WHAT IS BEING ASKED — Repeat the listing below line for line, exactly as shown.

>>>>

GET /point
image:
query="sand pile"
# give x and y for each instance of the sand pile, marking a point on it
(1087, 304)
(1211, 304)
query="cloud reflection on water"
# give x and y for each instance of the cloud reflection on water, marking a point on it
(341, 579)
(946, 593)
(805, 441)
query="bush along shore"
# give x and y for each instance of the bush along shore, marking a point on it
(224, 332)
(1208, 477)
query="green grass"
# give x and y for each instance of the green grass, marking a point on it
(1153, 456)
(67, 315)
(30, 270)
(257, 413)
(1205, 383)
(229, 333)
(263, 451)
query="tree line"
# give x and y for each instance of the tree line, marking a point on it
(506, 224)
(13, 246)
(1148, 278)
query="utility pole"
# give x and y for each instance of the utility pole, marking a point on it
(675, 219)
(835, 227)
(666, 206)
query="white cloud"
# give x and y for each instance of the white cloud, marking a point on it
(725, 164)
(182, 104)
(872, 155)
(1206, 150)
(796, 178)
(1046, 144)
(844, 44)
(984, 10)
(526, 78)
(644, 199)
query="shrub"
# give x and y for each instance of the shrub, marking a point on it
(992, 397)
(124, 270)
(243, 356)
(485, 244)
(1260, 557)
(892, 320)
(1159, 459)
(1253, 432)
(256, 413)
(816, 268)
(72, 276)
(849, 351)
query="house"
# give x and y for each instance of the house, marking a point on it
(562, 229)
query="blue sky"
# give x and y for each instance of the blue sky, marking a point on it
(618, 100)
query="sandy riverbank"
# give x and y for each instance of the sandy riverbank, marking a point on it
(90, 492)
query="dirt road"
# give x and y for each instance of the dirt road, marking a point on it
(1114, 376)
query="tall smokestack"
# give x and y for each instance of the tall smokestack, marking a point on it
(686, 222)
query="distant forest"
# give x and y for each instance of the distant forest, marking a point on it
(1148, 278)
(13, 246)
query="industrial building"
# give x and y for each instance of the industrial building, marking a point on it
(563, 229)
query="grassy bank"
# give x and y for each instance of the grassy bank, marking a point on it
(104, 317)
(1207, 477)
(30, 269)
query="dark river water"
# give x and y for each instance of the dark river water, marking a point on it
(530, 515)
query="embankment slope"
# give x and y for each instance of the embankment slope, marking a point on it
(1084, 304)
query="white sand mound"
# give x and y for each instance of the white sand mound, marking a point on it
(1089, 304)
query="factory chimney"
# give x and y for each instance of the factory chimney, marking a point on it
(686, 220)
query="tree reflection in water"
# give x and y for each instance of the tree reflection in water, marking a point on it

<<<<

OUTPUT —
GET /point
image:
query="sand pile"
# give x and y for each instance of the sand pile, marking a point on it
(1087, 304)
(1211, 304)
query="cloud reflection on water"
# give x and y for each instance of the cloud reflection on water, marking a point on it
(341, 579)
(946, 593)
(805, 441)
query="bush along shore"
# give x and y for each instance of the bush along shore, marking a point on it
(224, 332)
(1208, 477)
query="green grass"
# give x and y for each instance of the green grass, marking a point on it
(1153, 456)
(67, 315)
(30, 270)
(257, 413)
(1205, 383)
(229, 333)
(263, 451)
query="tree line"
# give x and y for each instance of the tree line, marking a point on it
(506, 224)
(13, 246)
(1148, 278)
query="utility pole"
# give x and y for each instance of the utility pole, marking a point on it
(675, 219)
(835, 227)
(666, 206)
query="white cloud"
# give x and y for each instance of the white cloud, marking a point on it
(725, 164)
(182, 104)
(872, 155)
(1206, 150)
(796, 178)
(1046, 144)
(844, 44)
(984, 10)
(526, 78)
(644, 199)
query="shrub"
# give x and y for each instance of the shrub, marking a point on it
(992, 397)
(124, 270)
(243, 356)
(485, 244)
(1260, 557)
(892, 320)
(1159, 459)
(1253, 432)
(256, 413)
(816, 268)
(72, 276)
(849, 351)
query="house"
# give x and y for each instance of the house, marking a point on it
(562, 229)
query="blue sky"
# give x and y for each instance of the blue sky, marking a point on it
(618, 100)
query="sandy riverbank"
# give x and y for each instance of the sandy riverbank, marking a point on it
(90, 492)
query="dirt road"
# give x and y for each instance of the dirt road, marking a point on it
(1114, 376)
query="tall smokestack"
# give x and y for each instance of the tall smokestack, marking a point on it
(686, 222)
query="distant forest"
# give x and y for each instance of the distant forest, marking a point on it
(1148, 278)
(13, 246)
query="industrial building"
# give x and y for each instance of the industrial building, marking a point on it
(563, 229)
query="grassy bank"
# give x and y for each instance of the grassy bank, marking a point on it
(104, 317)
(1207, 477)
(30, 269)
query="dark river water"
# give x and y for each instance of the dark river water, marking a point on it
(530, 515)
query="embankment slope"
# give x and y for each instance of the embankment slope, marking a point on it
(1084, 304)
query="white sand mound"
# give x and y for each instance of the white sand mound, marking a point on it
(1089, 304)
query="factory chimney"
# give x and y for each instance of the factory chimney, marking a point on it
(686, 220)
query="tree reflection in water"
# give x and y for each instance of the tree reflection in water, marking a point on it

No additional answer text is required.